══ TEXT

Jump ahead 11 years - I've lost 75 pounds, get 4-6 days of cardio exercise (at least 45 minutes) every week, do yoga & strength training. I try to eat well, but admit I am no saint about it. After the weight loss and lifestyle changes, I asked my MD if I could reduce or eliminate the lisinopril. He flat out refused to even consider the idea.
With 28 yrs experience in the health insurance industry, and with all the sciences I studied pursing my massage therapy license, I felt confident to try despite his objections.
I was sure I could ween off the lisinopril. So I began using CoQ10, reduced the lisinopril dose, and kept up the cardio/strength training. TODAY, I am entirely off the lisinopril with weekly BP readings in the 1-teens (over) under 80.
The reason I write this: health insurers mine every ounce of data based on your medical expenses, and over time, they use that information. Despite my weight loss, sustained lifestyle changes and regular blood work that consistently proves my blood pressure, blood sugar and cholesterol are measuring fantastic, my own employer has me 'flagged' as a high-risk for cardiac disease.

════
══ EXERCISE DATA

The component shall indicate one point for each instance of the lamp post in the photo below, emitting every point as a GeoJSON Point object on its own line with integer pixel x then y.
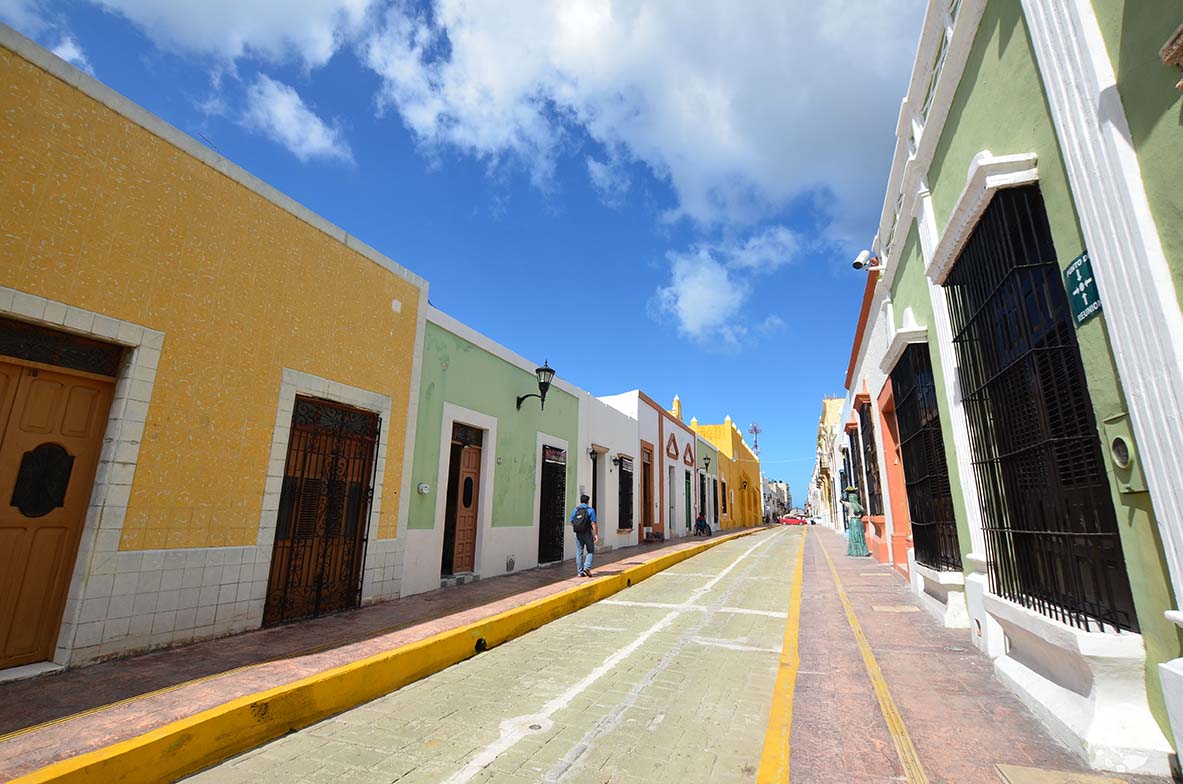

════

== EXERCISE SET ==
[A] Print the lisinopril account from "The reason I" to "for cardiac disease.".
[B] In the lisinopril account, how many pounds does the writer say they have lost?
The listing comes from a different source than the lisinopril account.

== RESPONSES FOR EACH TASK ==
[A]
The reason I write this: health insurers mine every ounce of data based on your medical expenses, and over time, they use that information. Despite my weight loss, sustained lifestyle changes and regular blood work that consistently proves my blood pressure, blood sugar and cholesterol are measuring fantastic, my own employer has me 'flagged' as a high-risk for cardiac disease.

[B] 75 pounds.